TAREAS A REALIZAR:
#1 Responda a las siguientes preguntas sobre el texto sobre Knut Hamsun:
(a) ¿Qué editorial publicó el libro y en qué año?
(b) ¿En qué año recibió Knut Hamsun el premio Nobel de Literatura?
(c) ¿Qué dos obras de Hamsun se citan como causa de su celebridad?
#2 Transcriba del texto sobre Knut Hamsun el fragmento que comienza con "Sobre los intelectuales" y continúa hasta "con el ocupante.".
#3 Enumere todas las personas que el texto sobre Knut Hamsun nombra en la oración que empieza con "Así les ocurrió".

Juan Ignacio Peñalba
Por senderos que la maleza oculta, de Knut Hamsun.
Nórdica Libros, Madrid, 2012, 160 págs.
Sobre los intelectuales que acabaron la Segunda Guerra Mundial en el bando derrotado, cayeron la ignominia y el olvido, que todavía sigue. Así les ocurrió al poeta Ezra Pound, a Charles Maurras y al movimiento de Acción Francesa, a Robert Brasillach y Luis Fernando Céline, a la revolución conservadora alemana, a los rumanos Vintila Horia y Mircea Eliade, a la cineasta alemana Leni Riefensthal…
Algunos de ellos apoyaron al Eje; otros eran una especie de cuarta vía entre los fascismos, el socialismo y la democracia liberal. En esta lista se incluye el noruego Knut Hamsun (1859-1952), premio Nobel de Literatura en 1920. En su época, fue uno de los novelistas más célebres del mundo, gracias a obras como Hambre y Pan. Repuestas la monarquía y la democracia parlamentaria en Noruega, comenzaron las persecuciones a los colaboradores con el ocupante.

ÍTEMS EXTRAÍDOS:
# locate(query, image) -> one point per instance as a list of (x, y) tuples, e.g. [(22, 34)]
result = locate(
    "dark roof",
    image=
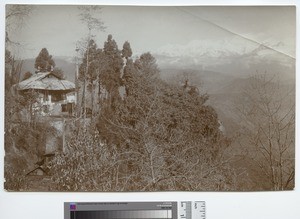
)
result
[(45, 81)]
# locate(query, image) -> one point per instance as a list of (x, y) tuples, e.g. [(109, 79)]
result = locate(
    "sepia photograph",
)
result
[(149, 98)]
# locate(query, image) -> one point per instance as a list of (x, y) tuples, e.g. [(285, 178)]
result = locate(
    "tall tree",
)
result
[(268, 115), (89, 17), (111, 72), (44, 61)]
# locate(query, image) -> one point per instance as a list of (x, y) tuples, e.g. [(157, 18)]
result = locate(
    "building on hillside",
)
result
[(56, 96)]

RESULTADOS DEL EJERCICIO:
#1
(a) Nórdica Libros, en 2012.
(b) En 1920.
(c) Hambre y Pan.

#2
Sobre los intelectuales que acabaron la Segunda Guerra Mundial en el bando derrotado, cayeron la ignominia y el olvido, que todavía sigue. Así les ocurrió al poeta Ezra Pound, a Charles Maurras y al movimiento de Acción Francesa, a Robert Brasillach y Luis Fernando Céline, a la revolución conservadora alemana, a los rumanos Vintila Horia y Mircea Eliade, a la cineasta alemana Leni Riefensthal…
Algunos de ellos apoyaron al Eje; otros eran una especie de cuarta vía entre los fascismos, el socialismo y la democracia liberal. En esta lista se incluye el noruego Knut Hamsun (1859-1952), premio Nobel de Literatura en 1920. En su época, fue uno de los novelistas más célebres del mundo, gracias a obras como Hambre y Pan. Repuestas la monarquía y la democracia parlamentaria en Noruega, comenzaron las persecuciones a los colaboradores con el ocupante.

#3 Ezra Pound, Charles Maurras, Robert Brasillach, Luis Fernando Céline, Vintila Horia, Mircea Eliade, Leni Riefensthal